--- Using the information ---
A. Summarize the tutoring passage in two sentences.
B. According to the tutoring passage, how fast does the weather balloon rise?
C. Write a continuation of the tutoring passage that picks up after its final sentence.

--- Given passage ---
:::
Experience Experience in the area: I have tutored students in all areas of mathematics for over 20 years.
Education/Credentials: BSand MS in Mathematics from Oregon State University, where I completed sophomore course in Physics and Chemistry. I received both degrees with high honors.
Awards and Honors: I have passed Actuarial tests 100, 110, and 135.
Question I tried to work on these problems but I'm not completely sure how to start it and if I was doing it right.
A car passes over a bridge at 15.0 m/s at the same time a boat passes under the bridge at a point 10.5m directly below car. If the boat is moving perpendicularly to the bridge at 4.0m/s, how fast are the car and the boat separating 5.0s later?
A weather balloon leaves the ground 275m from an observer and rises vertically at 12.0m/s. How fast is the line of sight from the observer to the balloon increasing when the balloon is 450m high?
:::
--- Raw data ---
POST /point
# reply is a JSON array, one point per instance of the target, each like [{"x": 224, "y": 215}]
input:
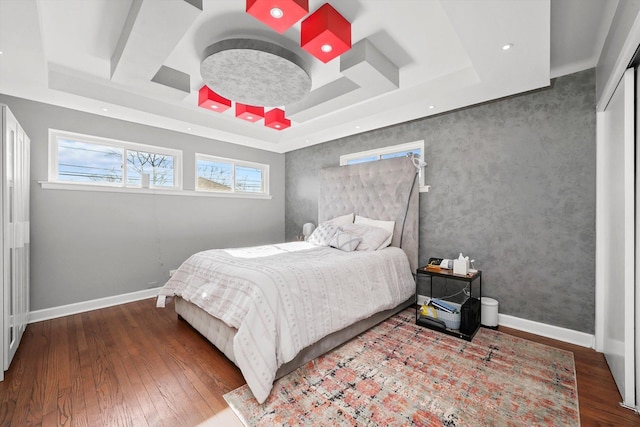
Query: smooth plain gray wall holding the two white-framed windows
:::
--- Results ---
A. A tutor who holds a BS and an MS in mathematics from Oregon State University, both earned with high honors, reports more than 20 years of tutoring in all areas of mathematics and has passed Actuarial tests 100, 110, and 135. A student then says they are unsure how to start two problems: one asks how fast a car on a bridge and a boat passing below it are separating 5.0 s later, and the other asks how fast the line of sight to a rising weather balloon is increasing when the balloon is 450 m high.

B. It rises vertically at 12.0 m/s.

C.
Answer The car is moving one way at 15 m/s and the boat is moving 4 m/s.
Multiply the speed by 5 seconds to get how far they have gone.
Let c = car distance, b = boat distance, k = diagonal.
The equation would be b^2 + c^2 = k^2. Take the derivative with respect to t with b, c, and k all functions of t. The variables b and c were calculated, and then k can be found. db/dt and dc/dt were given. The equatioin is 2b(db/dt) + 2c(dc/dt) = 2k(dk/dt). Solve for dd/dt.